Exercise goal:
Set out every line of the rows below as a Markdown table with two columns, Number and Line. Skip blank lines and leave the pictures out.

Records for this exercise:
(begin)

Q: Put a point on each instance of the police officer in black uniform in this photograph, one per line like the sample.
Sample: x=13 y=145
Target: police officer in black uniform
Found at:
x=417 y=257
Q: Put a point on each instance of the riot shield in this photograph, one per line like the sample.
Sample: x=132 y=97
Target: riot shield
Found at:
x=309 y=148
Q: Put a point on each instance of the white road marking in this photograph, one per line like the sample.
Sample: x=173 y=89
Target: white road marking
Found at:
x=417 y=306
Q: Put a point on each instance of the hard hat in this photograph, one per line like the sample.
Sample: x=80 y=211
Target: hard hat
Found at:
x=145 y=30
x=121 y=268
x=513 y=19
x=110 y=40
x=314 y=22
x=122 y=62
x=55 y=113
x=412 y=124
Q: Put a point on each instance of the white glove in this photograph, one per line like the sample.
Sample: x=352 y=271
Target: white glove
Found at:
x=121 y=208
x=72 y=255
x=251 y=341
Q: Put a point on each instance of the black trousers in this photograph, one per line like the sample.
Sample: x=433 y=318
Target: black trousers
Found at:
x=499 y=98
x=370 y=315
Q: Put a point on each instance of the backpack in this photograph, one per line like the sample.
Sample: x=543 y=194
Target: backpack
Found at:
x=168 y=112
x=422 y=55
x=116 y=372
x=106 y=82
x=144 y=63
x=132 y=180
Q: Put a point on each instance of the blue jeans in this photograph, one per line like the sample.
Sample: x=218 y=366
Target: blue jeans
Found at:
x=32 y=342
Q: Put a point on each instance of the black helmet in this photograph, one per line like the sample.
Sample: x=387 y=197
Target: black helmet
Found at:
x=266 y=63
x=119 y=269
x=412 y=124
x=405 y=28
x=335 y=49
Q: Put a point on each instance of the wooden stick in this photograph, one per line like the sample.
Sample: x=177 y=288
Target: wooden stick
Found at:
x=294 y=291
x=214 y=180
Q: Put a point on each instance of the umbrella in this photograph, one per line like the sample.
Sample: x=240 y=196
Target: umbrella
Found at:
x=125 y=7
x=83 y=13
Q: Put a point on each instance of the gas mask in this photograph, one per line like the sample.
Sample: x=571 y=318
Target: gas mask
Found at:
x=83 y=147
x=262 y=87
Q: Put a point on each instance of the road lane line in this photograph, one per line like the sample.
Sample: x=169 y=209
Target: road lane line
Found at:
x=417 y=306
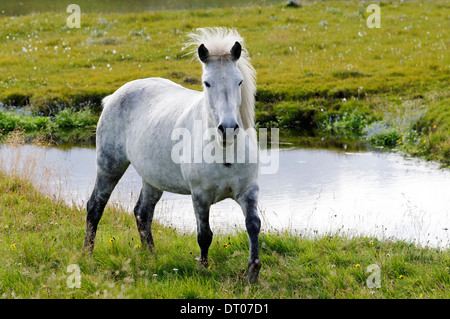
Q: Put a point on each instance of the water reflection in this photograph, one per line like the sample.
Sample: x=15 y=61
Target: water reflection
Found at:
x=314 y=191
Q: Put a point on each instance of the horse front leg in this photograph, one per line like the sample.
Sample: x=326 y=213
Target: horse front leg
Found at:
x=249 y=202
x=204 y=233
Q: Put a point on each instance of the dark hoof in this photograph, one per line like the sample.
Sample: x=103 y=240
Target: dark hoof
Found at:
x=253 y=271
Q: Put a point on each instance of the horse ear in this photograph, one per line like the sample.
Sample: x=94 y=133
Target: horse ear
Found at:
x=203 y=53
x=236 y=51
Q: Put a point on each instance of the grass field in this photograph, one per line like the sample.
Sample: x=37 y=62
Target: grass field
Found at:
x=41 y=237
x=321 y=70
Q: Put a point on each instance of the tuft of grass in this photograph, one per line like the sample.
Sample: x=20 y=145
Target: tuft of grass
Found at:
x=42 y=237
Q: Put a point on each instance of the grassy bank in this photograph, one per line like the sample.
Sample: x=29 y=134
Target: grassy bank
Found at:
x=40 y=237
x=321 y=70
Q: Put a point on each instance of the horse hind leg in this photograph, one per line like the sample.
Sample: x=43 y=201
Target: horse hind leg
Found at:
x=105 y=182
x=248 y=203
x=204 y=233
x=143 y=211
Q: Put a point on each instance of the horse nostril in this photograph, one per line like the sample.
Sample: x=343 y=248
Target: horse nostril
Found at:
x=221 y=129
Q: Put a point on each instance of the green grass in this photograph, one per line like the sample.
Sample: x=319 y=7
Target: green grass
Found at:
x=41 y=237
x=321 y=70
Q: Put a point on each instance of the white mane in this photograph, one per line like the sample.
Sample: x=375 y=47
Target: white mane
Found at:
x=219 y=42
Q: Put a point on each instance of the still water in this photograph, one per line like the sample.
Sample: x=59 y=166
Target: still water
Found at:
x=314 y=191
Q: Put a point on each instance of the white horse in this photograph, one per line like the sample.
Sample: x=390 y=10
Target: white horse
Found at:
x=136 y=127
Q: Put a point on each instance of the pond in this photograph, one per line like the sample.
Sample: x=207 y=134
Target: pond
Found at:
x=314 y=191
x=120 y=6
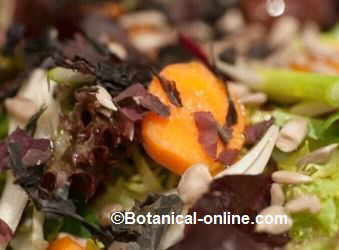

(end)

Expected answer:
| Number | Line |
|---|---|
| 1 | Q: Put a point on each instance of the police officer in black uniform in this photograph, one per line like the sample. |
| 2 | Sample: x=13 y=145 |
| 3 | Target: police officer in black uniform |
| 4 | Found at: |
| 5 | x=417 y=257 |
| 6 | Q: Put a point on each instance of the riot shield in this photograph, one per line like the sample. |
| 7 | Sample: x=132 y=97 |
| 8 | Target: riot shield |
| 9 | Found at: |
| 10 | x=309 y=148 |
| 11 | Q: Put a point on each instance of the white road marking in this photograph, one per line like the sample. |
| 12 | Sample: x=173 y=89 |
| 13 | Target: white road marking |
| 14 | Found at: |
| 15 | x=417 y=306 |
| 16 | Q: Put a point on each instance of the hard hat in this photograph, one per line like the sample. |
| 17 | Sample: x=80 y=211 |
| 18 | Target: hard hat |
| 19 | Found at: |
| 20 | x=145 y=30 |
| 21 | x=121 y=268 |
| 22 | x=513 y=19 |
| 23 | x=110 y=40 |
| 24 | x=314 y=22 |
| 25 | x=122 y=62 |
| 26 | x=55 y=113 |
| 27 | x=412 y=124 |
| 28 | Q: Put a point on each instance of the white glove in this photograph, one per line like the sample. |
| 29 | Sample: x=352 y=271 |
| 30 | Target: white glove |
| 31 | Found at: |
| 32 | x=121 y=208 |
| 33 | x=72 y=255 |
| 34 | x=251 y=341 |
| 35 | Q: Put a point on each instance of the black trousers in this photograph, one per line like the sample. |
| 36 | Sample: x=433 y=318 |
| 37 | Target: black trousers |
| 38 | Found at: |
| 39 | x=499 y=98 |
| 40 | x=370 y=315 |
| 41 | Q: Put a point on each instance of the backpack in this photograph, one per line like the sample. |
| 42 | Sample: x=543 y=194 |
| 43 | Target: backpack |
| 44 | Found at: |
| 45 | x=168 y=112 |
| 46 | x=422 y=55 |
| 47 | x=116 y=372 |
| 48 | x=106 y=82 |
| 49 | x=144 y=63 |
| 50 | x=132 y=180 |
| 51 | Q: Put a point on each instance of the blue jeans in this photograph, one per line like the sample. |
| 52 | Sample: x=218 y=366 |
| 53 | Target: blue jeans |
| 54 | Found at: |
| 55 | x=32 y=342 |
| 56 | Q: Put a point on each instance of the black helmet in this photograph, one per line like the sample. |
| 57 | Sample: x=387 y=197 |
| 58 | Target: black helmet |
| 59 | Found at: |
| 60 | x=266 y=63 |
| 61 | x=119 y=269 |
| 62 | x=412 y=124 |
| 63 | x=405 y=28 |
| 64 | x=335 y=49 |
| 65 | Q: Put a point on each instance of the wooden stick in this photograph, one per line like the sample. |
| 66 | Sample: x=177 y=288 |
| 67 | Target: wooden stick |
| 68 | Found at: |
| 69 | x=294 y=291 |
| 70 | x=214 y=180 |
| 71 | Q: Put a point on each instance of the umbrella in this photograph, one per line like the sample. |
| 72 | Sample: x=240 y=196 |
| 73 | Target: umbrella |
| 74 | Found at: |
| 75 | x=125 y=7 |
| 76 | x=83 y=13 |
| 77 | Q: Put a point on each instance of the gas mask in this photograph, one per line like the sample. |
| 78 | Sample: x=571 y=318 |
| 79 | Target: gas mask |
| 80 | Found at: |
| 81 | x=83 y=147 |
| 82 | x=262 y=87 |
| 83 | Q: Put a point on each instance of the road lane line in this photograph, one per line like the sample. |
| 84 | Sample: x=169 y=209 |
| 85 | Target: road lane line |
| 86 | Found at: |
| 87 | x=417 y=306 |
| 88 | Q: Put a point on each instance of the water reflection in this photograph, one per line like the sample. |
| 89 | Sample: x=15 y=61 |
| 90 | Target: water reflection |
| 91 | Found at: |
| 92 | x=314 y=191 |
| 93 | Q: Put a point on each instance of the horse front leg in this photograph, one per line like the sample. |
| 94 | Sample: x=326 y=213 |
| 95 | Target: horse front leg |
| 96 | Found at: |
| 97 | x=249 y=202 |
| 98 | x=204 y=233 |
| 99 | Q: Put a point on each instance of the dark hoof in this photograph, one per line like the sample. |
| 100 | Sample: x=103 y=240 |
| 101 | Target: dark hoof |
| 102 | Found at: |
| 103 | x=253 y=271 |
| 104 | Q: Put a point on each instance of the horse ear in this photograph, one per line like the sample. |
| 105 | Sample: x=94 y=133 |
| 106 | Target: horse ear |
| 107 | Found at: |
| 108 | x=203 y=53 |
| 109 | x=236 y=51 |
| 110 | Q: Put a point on each instance of the grass field in this photograph, one per line like the sample. |
| 111 | Sample: x=37 y=62 |
| 112 | Target: grass field |
| 113 | Found at: |
| 114 | x=41 y=237 |
| 115 | x=321 y=70 |
| 116 | Q: Put a point on each instance of the tuft of grass in this photograph, one per line like the sample. |
| 117 | Sample: x=20 y=145 |
| 118 | Target: tuft of grass |
| 119 | Found at: |
| 120 | x=42 y=237 |
| 121 | Q: Put a point on each instance of the grassy bank in this photograph, one per line like the sample. |
| 122 | Sample: x=29 y=134 |
| 123 | Target: grassy bank |
| 124 | Found at: |
| 125 | x=40 y=237 |
| 126 | x=321 y=70 |
| 127 | Q: Put a point on each instance of the horse hind leg in this photograph, one per line like the sample. |
| 128 | Sample: x=43 y=201 |
| 129 | Target: horse hind leg |
| 130 | Found at: |
| 131 | x=105 y=182 |
| 132 | x=248 y=203 |
| 133 | x=204 y=233 |
| 134 | x=143 y=211 |
| 135 | Q: Put a point on each instance of the horse nostril in this photograph, one per line like the sample. |
| 136 | Sample: x=343 y=248 |
| 137 | Target: horse nostril |
| 138 | Found at: |
| 139 | x=221 y=129 |
| 140 | Q: Put a point on each instance of the green grass in this photograph, one per line like the sample. |
| 141 | Sample: x=319 y=7 |
| 142 | Target: green grass |
| 143 | Found at: |
| 144 | x=41 y=237 |
| 145 | x=321 y=70 |
| 146 | Q: Put a point on each instance of the white mane in this photograph, one per line like the sample. |
| 147 | Sample: x=375 y=47 |
| 148 | Target: white mane |
| 149 | Found at: |
| 150 | x=219 y=42 |
| 151 | Q: Put a point on each instance of the still water in this photograph, one per line like the sample. |
| 152 | Sample: x=59 y=166 |
| 153 | Target: still water |
| 154 | Found at: |
| 155 | x=314 y=191 |
| 156 | Q: Put a point on each instance of the white horse in this photograph, one per line like the sample. |
| 157 | Sample: x=390 y=10 |
| 158 | Target: white horse |
| 159 | Found at: |
| 160 | x=136 y=127 |
| 161 | Q: Put a point on each instance of the pond in this photograph, one per line like the sample. |
| 162 | Sample: x=207 y=134 |
| 163 | Target: pond |
| 164 | Found at: |
| 165 | x=314 y=191 |
| 166 | x=120 y=6 |